◆ **EXERCISE BRIEF**:
Each line from the one that contains "Can you see the gray" to the end of the material must be set down exactly, and no line before it.

◆ **MATERIAL FOR THE TASK**:
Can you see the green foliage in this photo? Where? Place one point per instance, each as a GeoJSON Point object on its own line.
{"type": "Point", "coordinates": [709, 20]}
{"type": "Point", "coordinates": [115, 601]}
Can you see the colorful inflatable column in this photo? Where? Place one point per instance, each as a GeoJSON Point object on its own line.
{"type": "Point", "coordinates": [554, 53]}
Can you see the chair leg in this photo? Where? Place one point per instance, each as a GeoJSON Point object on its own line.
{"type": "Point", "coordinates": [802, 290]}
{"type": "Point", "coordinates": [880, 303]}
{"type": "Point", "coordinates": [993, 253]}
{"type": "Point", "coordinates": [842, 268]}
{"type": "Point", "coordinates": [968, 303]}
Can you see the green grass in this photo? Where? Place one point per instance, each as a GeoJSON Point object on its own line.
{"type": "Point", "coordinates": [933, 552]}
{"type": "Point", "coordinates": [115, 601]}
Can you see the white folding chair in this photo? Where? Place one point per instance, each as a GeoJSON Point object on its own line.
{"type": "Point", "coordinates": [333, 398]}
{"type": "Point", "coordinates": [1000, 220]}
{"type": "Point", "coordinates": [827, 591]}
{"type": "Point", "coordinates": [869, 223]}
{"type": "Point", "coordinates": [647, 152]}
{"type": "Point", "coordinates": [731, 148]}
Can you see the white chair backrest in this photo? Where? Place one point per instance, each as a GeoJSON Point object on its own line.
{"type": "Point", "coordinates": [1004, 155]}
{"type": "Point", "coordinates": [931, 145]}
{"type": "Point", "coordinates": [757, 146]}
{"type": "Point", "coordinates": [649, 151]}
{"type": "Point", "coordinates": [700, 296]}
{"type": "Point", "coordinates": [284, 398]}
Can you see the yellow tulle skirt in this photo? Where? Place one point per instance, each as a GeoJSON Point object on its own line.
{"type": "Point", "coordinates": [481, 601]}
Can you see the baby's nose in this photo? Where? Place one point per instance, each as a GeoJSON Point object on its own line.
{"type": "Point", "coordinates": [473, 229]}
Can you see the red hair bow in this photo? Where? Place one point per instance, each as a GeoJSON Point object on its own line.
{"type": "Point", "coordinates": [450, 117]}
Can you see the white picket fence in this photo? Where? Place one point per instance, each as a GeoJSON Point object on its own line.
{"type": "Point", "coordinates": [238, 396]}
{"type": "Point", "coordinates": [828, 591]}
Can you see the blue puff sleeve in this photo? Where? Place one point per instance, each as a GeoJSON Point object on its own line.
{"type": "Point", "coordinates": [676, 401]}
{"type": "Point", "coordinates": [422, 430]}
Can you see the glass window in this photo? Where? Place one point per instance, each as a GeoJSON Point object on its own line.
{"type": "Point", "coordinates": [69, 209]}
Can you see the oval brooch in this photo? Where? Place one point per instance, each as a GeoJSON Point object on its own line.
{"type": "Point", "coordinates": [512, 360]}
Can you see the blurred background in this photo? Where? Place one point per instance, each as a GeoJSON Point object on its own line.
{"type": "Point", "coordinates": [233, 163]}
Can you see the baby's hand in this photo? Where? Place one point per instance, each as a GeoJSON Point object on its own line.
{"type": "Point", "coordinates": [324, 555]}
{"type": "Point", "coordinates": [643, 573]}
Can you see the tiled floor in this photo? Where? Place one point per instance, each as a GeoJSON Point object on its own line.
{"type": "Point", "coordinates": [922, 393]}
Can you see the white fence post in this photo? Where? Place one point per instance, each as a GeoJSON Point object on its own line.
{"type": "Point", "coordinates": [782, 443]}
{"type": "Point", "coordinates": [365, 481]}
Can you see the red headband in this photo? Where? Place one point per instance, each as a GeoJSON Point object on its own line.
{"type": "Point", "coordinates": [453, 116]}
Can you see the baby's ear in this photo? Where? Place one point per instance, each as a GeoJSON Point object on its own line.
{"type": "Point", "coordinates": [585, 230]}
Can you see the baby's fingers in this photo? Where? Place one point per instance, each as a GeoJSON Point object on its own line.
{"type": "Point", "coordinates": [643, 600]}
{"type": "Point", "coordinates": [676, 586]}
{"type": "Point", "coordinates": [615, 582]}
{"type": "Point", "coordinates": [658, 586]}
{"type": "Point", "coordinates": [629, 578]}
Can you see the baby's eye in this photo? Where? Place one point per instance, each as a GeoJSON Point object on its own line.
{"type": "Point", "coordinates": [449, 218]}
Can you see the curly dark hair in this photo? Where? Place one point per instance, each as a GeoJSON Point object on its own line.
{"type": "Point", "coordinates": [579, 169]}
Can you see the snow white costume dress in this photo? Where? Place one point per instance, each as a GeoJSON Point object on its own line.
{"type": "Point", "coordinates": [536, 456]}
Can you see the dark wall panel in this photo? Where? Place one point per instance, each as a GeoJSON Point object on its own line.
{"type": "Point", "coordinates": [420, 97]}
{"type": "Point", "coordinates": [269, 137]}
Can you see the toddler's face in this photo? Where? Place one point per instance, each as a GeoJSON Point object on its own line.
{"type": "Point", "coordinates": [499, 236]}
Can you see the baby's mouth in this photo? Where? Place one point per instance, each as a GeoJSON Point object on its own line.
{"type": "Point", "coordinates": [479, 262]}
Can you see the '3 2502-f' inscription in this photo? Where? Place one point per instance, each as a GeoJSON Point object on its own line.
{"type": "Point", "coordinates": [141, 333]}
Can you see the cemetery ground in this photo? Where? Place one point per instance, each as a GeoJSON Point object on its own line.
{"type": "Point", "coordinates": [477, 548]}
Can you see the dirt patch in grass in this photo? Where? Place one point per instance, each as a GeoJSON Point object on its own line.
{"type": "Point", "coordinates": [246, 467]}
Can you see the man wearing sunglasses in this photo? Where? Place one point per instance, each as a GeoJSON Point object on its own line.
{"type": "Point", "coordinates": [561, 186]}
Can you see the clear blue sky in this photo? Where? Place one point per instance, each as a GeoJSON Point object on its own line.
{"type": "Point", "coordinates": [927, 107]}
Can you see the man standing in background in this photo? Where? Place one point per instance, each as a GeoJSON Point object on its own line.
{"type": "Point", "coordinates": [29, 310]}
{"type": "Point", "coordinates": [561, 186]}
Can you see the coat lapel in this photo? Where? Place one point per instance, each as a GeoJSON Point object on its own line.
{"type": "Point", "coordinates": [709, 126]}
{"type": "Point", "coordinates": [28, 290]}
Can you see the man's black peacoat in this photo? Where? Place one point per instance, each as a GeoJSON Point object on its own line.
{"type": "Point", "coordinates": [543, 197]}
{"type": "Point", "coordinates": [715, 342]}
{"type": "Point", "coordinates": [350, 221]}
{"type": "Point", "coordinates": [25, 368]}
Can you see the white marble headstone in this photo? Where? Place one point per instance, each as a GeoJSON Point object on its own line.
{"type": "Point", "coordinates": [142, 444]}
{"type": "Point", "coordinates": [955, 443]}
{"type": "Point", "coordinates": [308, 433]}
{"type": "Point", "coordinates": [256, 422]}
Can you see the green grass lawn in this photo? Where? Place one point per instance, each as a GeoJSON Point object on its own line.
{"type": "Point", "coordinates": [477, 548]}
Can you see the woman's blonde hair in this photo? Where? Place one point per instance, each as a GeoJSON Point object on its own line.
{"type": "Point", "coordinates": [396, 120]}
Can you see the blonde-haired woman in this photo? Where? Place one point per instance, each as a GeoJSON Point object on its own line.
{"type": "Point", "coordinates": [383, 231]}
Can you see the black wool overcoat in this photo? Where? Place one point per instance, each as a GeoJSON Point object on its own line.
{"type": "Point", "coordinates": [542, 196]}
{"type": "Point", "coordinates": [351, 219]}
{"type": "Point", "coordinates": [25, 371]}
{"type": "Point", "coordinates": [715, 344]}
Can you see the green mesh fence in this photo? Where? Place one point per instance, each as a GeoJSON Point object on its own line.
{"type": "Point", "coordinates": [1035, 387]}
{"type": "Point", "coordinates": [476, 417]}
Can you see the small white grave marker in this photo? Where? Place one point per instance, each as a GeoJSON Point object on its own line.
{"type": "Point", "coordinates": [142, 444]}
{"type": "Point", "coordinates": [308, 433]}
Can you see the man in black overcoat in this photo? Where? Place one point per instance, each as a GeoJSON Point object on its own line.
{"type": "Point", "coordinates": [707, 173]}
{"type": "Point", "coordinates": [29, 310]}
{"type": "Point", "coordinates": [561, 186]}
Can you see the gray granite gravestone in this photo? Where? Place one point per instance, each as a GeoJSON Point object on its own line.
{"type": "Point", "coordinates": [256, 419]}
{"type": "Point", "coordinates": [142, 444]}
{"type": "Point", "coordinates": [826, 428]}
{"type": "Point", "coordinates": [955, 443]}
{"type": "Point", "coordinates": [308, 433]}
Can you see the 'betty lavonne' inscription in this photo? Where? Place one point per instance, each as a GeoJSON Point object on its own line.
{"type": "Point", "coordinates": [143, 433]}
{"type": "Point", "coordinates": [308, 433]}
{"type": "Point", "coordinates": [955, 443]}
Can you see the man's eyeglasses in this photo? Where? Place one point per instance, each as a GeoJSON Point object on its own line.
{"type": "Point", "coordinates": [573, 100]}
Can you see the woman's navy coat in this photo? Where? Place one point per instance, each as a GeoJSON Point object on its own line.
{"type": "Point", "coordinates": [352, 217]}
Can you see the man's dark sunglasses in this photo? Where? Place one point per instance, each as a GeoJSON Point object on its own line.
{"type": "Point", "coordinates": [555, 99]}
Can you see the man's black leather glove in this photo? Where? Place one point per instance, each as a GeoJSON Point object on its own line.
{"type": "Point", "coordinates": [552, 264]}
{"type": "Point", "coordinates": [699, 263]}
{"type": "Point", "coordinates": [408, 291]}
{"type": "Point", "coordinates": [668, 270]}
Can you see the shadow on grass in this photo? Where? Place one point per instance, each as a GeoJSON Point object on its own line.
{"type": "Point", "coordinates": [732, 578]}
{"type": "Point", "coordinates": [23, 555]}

◆ **SOLUTION TO THIS TASK**:
Can you see the gray granite gravestone in this photo? Where? Place one point per instance, each as a GeoJSON Point object on its own line.
{"type": "Point", "coordinates": [256, 419]}
{"type": "Point", "coordinates": [142, 444]}
{"type": "Point", "coordinates": [826, 428]}
{"type": "Point", "coordinates": [955, 443]}
{"type": "Point", "coordinates": [308, 433]}
Can you see the 'betty lavonne' inscription in this photo? Where? Place one point per instance, each as a GeoJSON Point object on its own line.
{"type": "Point", "coordinates": [143, 433]}
{"type": "Point", "coordinates": [308, 433]}
{"type": "Point", "coordinates": [955, 443]}
Can you see the man's eyeglasses in this photo? Where? Place one point per instance, each as a GeoJSON Point object on its own line.
{"type": "Point", "coordinates": [573, 100]}
Can you see the woman's navy coat in this photo? Where? Place one point per instance, each as a GeoJSON Point object on its own line.
{"type": "Point", "coordinates": [352, 217]}
Can you see the man's dark sunglasses in this photo? Where? Place one point per instance, each as a GeoJSON Point object on its own line.
{"type": "Point", "coordinates": [555, 99]}
Can you see the man's black leather glove in this photo? Where? Place one point per instance, each as a GeoJSON Point object on its own line.
{"type": "Point", "coordinates": [552, 264]}
{"type": "Point", "coordinates": [699, 263]}
{"type": "Point", "coordinates": [408, 291]}
{"type": "Point", "coordinates": [668, 270]}
Can you see the shadow on grass in this photo? Where? Place one point per instance, each as a GeoJSON Point object on its own line.
{"type": "Point", "coordinates": [732, 578]}
{"type": "Point", "coordinates": [23, 555]}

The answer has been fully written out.